Reproduce the antibiotic overuse article from "Antibiotic overuse, especially" up to and including "goal of 25%.", renaming "Viewpoint" to "Commentary" throughout.

= SOURCE PASSAGE =
>>>

A Successful Campaign Against Antibiotic Overuse

John G. Bartlett, MD


November 06, 2009

Antibiotic overuse, especially for viral infections in children, is a major problem that was addressed by a multiyear national program in France. This Viewpoint discusses the results of this program, which was successful in reducing antibiotic use by more than the initial goal of 25%.

Significant Reduction of Antibiotic Use in the Community After a Nationwide Campaign in France, 2002-2007

Sabuncu E, David J, Bernède-Bauduin C, et al
PLoS Med. 2009;6:e1000084

Article Summary

Background: Data from the European Union previously showed that France had the greatest use of antibiotics, and this correlated with the rates of multidrug-resistant pneumococci. The assumption was that antibiotic use was responsible for this experience, which was particularly worrisome because of the dearth of new antibiotics to deal with this and other resistance problems. Consequently, the French government initiated a long-term nationwide campaign to reduce antibiotic overuse.

The program, named “Keep Antibiotics Working,” was launched in 2001 and targeted the general public as well as healthcare professionals. The effort emphasized reduction in antibiotic use for viral respiratory infections, particularly in children, who account for over 40% of the antibiotic prescriptions. The goal of the program was to reduce antibiotic prescriptions by 25%.

<<<

= SOURCE DATA =
>>>

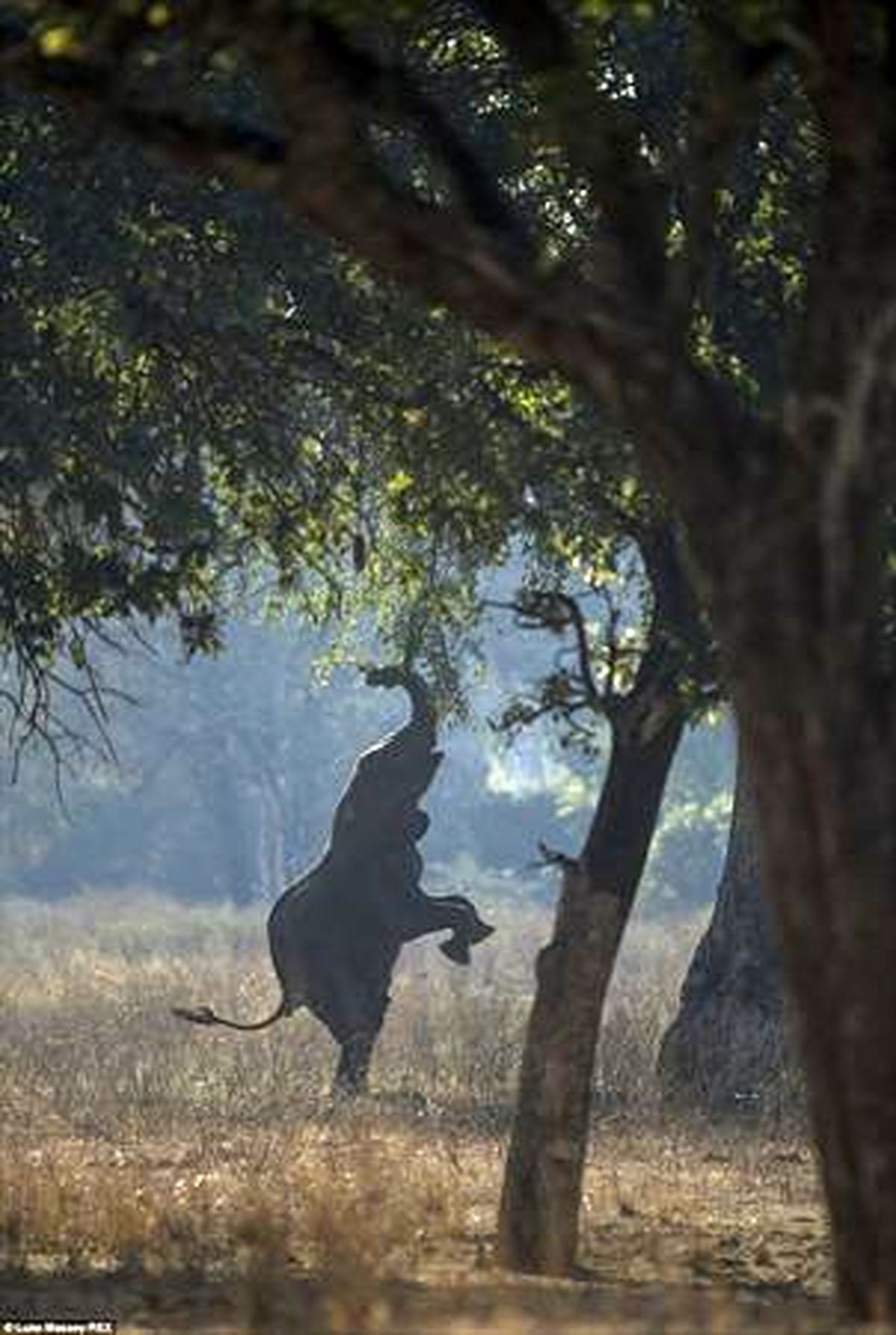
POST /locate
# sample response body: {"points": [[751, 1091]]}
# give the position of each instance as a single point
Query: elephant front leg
{"points": [[354, 1064], [426, 913]]}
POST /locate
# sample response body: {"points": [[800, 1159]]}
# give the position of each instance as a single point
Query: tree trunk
{"points": [[538, 1219], [727, 1050], [827, 796]]}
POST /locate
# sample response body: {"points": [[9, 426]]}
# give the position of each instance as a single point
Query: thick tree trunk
{"points": [[826, 781], [727, 1050], [538, 1221]]}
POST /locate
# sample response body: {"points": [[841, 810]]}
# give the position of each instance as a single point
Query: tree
{"points": [[787, 509], [640, 691], [728, 1045]]}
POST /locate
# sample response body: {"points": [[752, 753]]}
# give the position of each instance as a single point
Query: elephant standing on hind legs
{"points": [[335, 935]]}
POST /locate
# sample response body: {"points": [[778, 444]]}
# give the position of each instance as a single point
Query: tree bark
{"points": [[827, 796], [728, 1050], [540, 1204]]}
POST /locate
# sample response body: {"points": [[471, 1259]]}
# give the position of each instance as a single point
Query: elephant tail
{"points": [[205, 1015]]}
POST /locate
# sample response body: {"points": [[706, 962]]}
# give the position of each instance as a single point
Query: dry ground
{"points": [[182, 1179]]}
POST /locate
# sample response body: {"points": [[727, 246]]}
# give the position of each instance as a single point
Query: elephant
{"points": [[337, 932]]}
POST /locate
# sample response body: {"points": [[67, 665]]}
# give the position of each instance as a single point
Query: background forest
{"points": [[227, 771]]}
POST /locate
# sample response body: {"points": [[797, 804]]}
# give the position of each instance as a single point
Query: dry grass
{"points": [[179, 1177]]}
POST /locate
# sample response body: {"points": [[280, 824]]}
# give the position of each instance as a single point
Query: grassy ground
{"points": [[182, 1179]]}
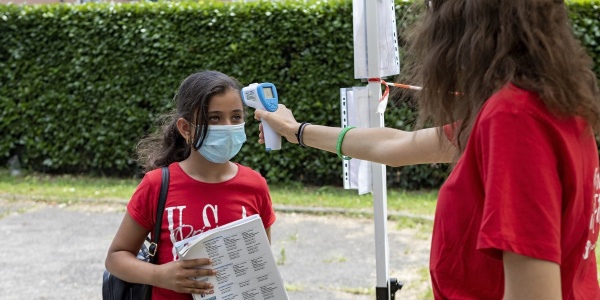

<<<

= RESPONSE TO THIS EXERCISE =
Antibiotic overuse, especially for viral infections in children, is a major problem that was addressed by a multiyear national program in France. This Commentary discusses the results of this program, which was successful in reducing antibiotic use by more than the initial goal of 25%.